INFORMATION SHOWN section start
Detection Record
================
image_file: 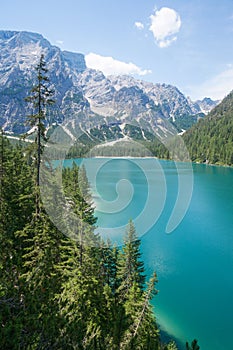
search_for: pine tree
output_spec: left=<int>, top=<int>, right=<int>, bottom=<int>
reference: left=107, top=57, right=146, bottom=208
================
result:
left=56, top=235, right=106, bottom=349
left=62, top=165, right=98, bottom=266
left=107, top=221, right=147, bottom=349
left=34, top=163, right=104, bottom=348
left=99, top=241, right=121, bottom=348
left=62, top=164, right=97, bottom=227
left=120, top=273, right=159, bottom=350
left=163, top=341, right=178, bottom=350
left=117, top=220, right=145, bottom=298
left=18, top=212, right=64, bottom=348
left=101, top=240, right=119, bottom=294
left=0, top=135, right=35, bottom=349
left=25, top=54, right=55, bottom=215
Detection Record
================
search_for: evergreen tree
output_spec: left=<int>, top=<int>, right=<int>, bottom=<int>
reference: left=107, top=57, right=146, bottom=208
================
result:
left=62, top=164, right=97, bottom=227
left=183, top=90, right=233, bottom=166
left=117, top=220, right=145, bottom=297
left=99, top=241, right=121, bottom=348
left=120, top=273, right=159, bottom=350
left=25, top=54, right=55, bottom=214
left=0, top=54, right=203, bottom=349
left=56, top=235, right=106, bottom=349
left=163, top=341, right=178, bottom=350
left=0, top=135, right=34, bottom=349
left=107, top=221, right=159, bottom=350
left=15, top=211, right=65, bottom=349
left=100, top=240, right=119, bottom=295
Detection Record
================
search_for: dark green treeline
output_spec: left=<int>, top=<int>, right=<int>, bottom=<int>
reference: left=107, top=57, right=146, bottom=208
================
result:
left=183, top=91, right=233, bottom=166
left=0, top=53, right=201, bottom=349
left=0, top=134, right=166, bottom=349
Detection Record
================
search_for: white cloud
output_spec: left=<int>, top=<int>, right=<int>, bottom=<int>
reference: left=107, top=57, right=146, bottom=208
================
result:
left=56, top=40, right=64, bottom=45
left=158, top=36, right=177, bottom=48
left=135, top=21, right=144, bottom=30
left=85, top=53, right=151, bottom=76
left=149, top=7, right=181, bottom=48
left=189, top=67, right=233, bottom=100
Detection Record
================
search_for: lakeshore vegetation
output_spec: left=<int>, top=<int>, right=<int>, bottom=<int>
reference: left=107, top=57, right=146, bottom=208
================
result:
left=66, top=91, right=233, bottom=166
left=0, top=55, right=203, bottom=349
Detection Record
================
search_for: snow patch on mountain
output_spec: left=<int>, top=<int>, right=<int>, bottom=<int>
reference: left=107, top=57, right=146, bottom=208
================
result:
left=0, top=30, right=220, bottom=138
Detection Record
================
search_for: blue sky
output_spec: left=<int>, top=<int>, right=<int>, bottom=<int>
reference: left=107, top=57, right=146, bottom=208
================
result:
left=1, top=0, right=233, bottom=100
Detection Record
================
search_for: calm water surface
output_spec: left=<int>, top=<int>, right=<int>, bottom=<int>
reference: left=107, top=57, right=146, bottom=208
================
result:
left=63, top=158, right=233, bottom=350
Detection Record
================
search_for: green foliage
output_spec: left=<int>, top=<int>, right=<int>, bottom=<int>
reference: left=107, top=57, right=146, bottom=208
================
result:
left=164, top=340, right=178, bottom=350
left=169, top=113, right=204, bottom=133
left=0, top=133, right=35, bottom=349
left=183, top=91, right=233, bottom=166
left=25, top=54, right=55, bottom=216
left=117, top=220, right=145, bottom=293
left=0, top=54, right=203, bottom=348
left=62, top=163, right=97, bottom=227
left=17, top=213, right=64, bottom=348
left=0, top=133, right=200, bottom=349
left=66, top=124, right=161, bottom=158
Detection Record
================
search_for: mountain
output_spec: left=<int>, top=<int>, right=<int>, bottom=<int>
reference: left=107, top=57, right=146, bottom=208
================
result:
left=192, top=97, right=220, bottom=115
left=0, top=30, right=88, bottom=134
left=0, top=30, right=219, bottom=140
left=183, top=91, right=233, bottom=165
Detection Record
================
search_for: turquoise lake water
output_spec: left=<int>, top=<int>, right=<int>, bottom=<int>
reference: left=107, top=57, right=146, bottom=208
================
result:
left=62, top=158, right=233, bottom=350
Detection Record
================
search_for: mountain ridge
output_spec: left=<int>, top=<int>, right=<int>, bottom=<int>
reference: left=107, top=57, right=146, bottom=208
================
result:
left=0, top=30, right=219, bottom=139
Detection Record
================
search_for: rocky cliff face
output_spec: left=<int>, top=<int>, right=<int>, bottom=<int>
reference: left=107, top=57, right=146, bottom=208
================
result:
left=192, top=97, right=220, bottom=115
left=0, top=30, right=219, bottom=139
left=0, top=31, right=87, bottom=133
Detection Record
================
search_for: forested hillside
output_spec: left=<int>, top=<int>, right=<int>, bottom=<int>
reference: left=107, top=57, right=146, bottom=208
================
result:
left=183, top=91, right=233, bottom=166
left=0, top=54, right=201, bottom=349
left=0, top=135, right=161, bottom=349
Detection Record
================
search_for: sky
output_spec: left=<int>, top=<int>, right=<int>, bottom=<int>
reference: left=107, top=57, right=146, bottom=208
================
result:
left=1, top=0, right=233, bottom=100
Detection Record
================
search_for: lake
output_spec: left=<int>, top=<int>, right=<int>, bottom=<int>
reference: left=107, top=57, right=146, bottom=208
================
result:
left=62, top=157, right=233, bottom=350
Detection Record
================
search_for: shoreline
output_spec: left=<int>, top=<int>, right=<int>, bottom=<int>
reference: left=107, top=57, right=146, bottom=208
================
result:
left=5, top=135, right=232, bottom=168
left=159, top=328, right=185, bottom=350
left=63, top=156, right=233, bottom=168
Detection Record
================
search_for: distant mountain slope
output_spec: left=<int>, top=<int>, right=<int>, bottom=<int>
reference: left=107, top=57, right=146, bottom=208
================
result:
left=183, top=91, right=233, bottom=165
left=0, top=30, right=219, bottom=139
left=0, top=30, right=88, bottom=134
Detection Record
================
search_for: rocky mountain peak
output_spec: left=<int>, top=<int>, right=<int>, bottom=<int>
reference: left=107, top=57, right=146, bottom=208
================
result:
left=0, top=30, right=220, bottom=138
left=62, top=50, right=86, bottom=73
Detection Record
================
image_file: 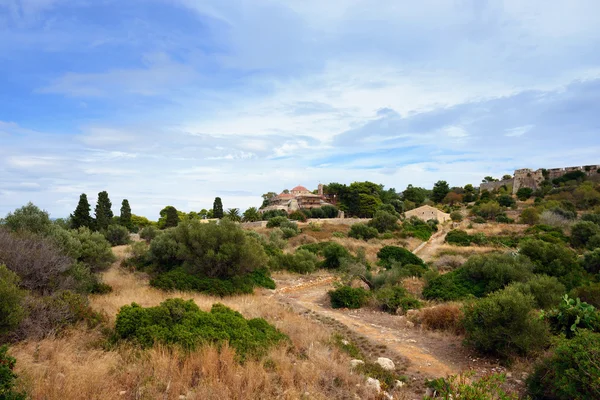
INFORMATION SHOWN section end
§ **TASK OBJECTIVE**:
From the data above, copy each line that has the string "rocky".

§ **TASK RESULT**:
search_for: rocky cliff face
search_for: rocky mountain peak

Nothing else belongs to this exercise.